Exercise description> Look for "dark" in the records and copy every line that has it.

Natural language region descriptions:
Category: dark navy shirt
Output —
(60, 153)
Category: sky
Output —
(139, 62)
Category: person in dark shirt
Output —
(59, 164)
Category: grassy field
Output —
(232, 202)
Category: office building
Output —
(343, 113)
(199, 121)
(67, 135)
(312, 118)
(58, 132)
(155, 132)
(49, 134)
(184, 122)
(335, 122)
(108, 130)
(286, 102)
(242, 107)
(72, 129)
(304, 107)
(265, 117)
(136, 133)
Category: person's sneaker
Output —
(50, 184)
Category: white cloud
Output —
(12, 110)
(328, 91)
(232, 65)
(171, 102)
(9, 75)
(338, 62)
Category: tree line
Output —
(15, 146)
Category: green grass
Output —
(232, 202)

Answer to this task>
Category: dark navy shirt
Category: person in dark shirt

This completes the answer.